#### Exercise goal
Render every line from the start of the items through the line containing "96H159L154 94L156 90L147", inclusive, as a Markdown table with the columns "Row" and "Line Text", skipping any blank lines.

#### Supplied entries
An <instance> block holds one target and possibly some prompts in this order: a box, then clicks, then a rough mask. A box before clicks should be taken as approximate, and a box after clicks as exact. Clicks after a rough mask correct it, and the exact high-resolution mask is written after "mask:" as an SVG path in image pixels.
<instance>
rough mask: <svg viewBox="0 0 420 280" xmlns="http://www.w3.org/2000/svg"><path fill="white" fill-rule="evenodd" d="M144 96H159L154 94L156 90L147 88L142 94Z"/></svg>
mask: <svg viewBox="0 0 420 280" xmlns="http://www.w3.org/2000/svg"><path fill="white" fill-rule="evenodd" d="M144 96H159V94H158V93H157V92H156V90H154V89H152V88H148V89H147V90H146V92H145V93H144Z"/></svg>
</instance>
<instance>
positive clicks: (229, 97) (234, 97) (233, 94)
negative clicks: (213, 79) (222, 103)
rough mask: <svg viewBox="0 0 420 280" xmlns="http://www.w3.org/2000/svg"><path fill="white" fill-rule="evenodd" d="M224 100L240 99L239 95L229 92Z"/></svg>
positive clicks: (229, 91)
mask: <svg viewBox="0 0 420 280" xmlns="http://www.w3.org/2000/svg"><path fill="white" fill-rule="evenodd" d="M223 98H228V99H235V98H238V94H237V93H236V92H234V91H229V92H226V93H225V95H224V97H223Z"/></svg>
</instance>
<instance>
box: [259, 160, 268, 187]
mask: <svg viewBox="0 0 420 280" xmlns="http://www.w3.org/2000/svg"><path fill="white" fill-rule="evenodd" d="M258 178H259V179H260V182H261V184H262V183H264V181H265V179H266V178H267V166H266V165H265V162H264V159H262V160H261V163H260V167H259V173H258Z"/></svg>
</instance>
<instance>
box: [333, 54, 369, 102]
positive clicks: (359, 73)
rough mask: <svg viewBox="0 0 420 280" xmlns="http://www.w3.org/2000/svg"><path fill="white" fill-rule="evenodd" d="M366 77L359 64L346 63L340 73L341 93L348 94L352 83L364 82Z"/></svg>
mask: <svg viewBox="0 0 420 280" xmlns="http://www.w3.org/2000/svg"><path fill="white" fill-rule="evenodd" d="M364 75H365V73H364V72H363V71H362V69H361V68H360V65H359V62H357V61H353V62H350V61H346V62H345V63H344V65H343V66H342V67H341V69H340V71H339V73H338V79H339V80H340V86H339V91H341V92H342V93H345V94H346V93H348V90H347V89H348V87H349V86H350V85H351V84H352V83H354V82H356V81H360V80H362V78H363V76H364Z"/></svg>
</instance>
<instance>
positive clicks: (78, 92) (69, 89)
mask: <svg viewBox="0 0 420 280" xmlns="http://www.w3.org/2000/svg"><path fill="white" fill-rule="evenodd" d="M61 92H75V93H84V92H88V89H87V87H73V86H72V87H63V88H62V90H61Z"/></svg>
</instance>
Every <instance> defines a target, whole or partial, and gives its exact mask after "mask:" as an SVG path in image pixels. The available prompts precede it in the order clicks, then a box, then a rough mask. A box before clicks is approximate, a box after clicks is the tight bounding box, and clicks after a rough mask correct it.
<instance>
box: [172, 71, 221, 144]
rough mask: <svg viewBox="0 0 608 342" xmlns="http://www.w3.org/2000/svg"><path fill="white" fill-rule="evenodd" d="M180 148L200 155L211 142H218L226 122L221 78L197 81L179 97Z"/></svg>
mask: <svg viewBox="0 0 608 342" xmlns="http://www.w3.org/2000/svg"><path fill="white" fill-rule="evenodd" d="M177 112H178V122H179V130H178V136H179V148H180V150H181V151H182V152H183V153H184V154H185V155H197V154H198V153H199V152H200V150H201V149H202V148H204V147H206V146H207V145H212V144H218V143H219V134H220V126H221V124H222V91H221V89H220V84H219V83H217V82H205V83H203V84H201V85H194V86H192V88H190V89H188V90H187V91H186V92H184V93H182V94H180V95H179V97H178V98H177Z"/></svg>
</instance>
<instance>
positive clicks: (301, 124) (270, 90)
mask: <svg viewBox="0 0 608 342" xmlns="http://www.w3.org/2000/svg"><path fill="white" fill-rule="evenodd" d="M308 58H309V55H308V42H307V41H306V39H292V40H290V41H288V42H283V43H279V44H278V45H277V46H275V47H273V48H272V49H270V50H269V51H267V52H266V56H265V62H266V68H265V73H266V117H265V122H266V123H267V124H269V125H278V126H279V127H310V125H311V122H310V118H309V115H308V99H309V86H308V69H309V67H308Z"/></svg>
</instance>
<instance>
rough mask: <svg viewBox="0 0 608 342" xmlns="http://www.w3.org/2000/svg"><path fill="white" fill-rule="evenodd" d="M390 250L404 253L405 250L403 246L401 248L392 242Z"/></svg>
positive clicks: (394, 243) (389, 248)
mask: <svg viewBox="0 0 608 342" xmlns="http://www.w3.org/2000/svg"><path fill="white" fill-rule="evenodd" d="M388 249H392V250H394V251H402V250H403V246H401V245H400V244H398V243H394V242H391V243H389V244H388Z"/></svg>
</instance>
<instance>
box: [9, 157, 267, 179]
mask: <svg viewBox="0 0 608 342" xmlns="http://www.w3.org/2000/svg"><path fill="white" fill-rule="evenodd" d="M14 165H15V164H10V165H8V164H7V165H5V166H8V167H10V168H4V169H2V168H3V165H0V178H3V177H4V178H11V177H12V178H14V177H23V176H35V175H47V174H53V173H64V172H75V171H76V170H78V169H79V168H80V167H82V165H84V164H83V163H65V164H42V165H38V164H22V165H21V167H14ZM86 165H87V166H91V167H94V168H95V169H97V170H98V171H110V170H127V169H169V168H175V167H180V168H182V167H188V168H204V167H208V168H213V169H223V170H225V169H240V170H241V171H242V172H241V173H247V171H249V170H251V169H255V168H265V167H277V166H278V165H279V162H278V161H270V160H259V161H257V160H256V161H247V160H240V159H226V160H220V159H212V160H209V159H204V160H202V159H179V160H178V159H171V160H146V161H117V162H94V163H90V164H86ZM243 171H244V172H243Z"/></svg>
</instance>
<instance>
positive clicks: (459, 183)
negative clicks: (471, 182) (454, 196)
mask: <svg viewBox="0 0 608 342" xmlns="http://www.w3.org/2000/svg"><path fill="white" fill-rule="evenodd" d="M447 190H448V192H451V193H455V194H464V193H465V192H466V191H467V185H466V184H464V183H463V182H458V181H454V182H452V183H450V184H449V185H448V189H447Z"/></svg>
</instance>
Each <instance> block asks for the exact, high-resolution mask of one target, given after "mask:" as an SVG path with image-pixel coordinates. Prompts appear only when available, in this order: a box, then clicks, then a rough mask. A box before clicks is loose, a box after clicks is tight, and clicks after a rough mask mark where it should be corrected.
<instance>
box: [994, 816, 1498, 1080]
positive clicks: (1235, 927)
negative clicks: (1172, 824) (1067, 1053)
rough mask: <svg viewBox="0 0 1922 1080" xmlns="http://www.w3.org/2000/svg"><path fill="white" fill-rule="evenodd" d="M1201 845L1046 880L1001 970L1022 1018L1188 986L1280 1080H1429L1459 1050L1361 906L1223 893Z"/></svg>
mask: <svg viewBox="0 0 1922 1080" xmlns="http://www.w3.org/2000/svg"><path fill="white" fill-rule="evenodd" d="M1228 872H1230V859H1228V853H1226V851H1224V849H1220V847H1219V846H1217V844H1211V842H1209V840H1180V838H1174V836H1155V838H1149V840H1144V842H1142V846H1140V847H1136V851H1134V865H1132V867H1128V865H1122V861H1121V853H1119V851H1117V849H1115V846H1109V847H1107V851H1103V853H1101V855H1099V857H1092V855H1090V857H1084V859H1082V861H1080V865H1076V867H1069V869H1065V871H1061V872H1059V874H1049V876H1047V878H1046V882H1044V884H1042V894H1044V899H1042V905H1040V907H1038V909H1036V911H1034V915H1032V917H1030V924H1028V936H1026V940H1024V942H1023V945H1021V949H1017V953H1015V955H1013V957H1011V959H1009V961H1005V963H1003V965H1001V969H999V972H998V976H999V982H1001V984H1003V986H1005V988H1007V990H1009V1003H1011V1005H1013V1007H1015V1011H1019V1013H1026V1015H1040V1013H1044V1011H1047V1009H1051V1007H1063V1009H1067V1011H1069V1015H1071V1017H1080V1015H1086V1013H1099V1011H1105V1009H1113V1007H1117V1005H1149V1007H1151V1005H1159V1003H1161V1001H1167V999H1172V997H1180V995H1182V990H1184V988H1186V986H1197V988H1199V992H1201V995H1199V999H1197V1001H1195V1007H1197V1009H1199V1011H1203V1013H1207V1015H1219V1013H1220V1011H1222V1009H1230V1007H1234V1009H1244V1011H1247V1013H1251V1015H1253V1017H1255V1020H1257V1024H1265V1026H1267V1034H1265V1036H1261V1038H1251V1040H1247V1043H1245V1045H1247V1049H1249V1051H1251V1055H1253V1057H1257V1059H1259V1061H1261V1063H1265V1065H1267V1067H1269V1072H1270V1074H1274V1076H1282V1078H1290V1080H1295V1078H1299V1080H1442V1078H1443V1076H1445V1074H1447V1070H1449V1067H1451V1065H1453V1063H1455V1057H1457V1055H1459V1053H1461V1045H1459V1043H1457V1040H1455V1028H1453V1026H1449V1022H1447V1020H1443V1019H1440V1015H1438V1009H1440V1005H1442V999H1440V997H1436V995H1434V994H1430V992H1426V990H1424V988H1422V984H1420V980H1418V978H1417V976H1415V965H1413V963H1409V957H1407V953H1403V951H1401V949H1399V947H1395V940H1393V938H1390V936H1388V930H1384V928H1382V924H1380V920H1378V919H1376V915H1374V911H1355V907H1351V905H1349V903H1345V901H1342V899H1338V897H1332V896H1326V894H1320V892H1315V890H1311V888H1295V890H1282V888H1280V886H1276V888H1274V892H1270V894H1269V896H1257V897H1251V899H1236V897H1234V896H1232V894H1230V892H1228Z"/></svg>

#### Answer box
| Row | Line Text |
|---|---|
| 1 | An <instance> block holds one target and possibly some prompts in this order: a box, then clicks, then a rough mask. A box before clicks should be taken as approximate, and a box after clicks as exact. Clicks after a rough mask correct it, and the exact high-resolution mask is written after "mask:" as an SVG path in image pixels. |
| 2 | <instance> |
| 3 | rough mask: <svg viewBox="0 0 420 280" xmlns="http://www.w3.org/2000/svg"><path fill="white" fill-rule="evenodd" d="M144 96H159L154 94L156 90L147 88L142 94Z"/></svg> |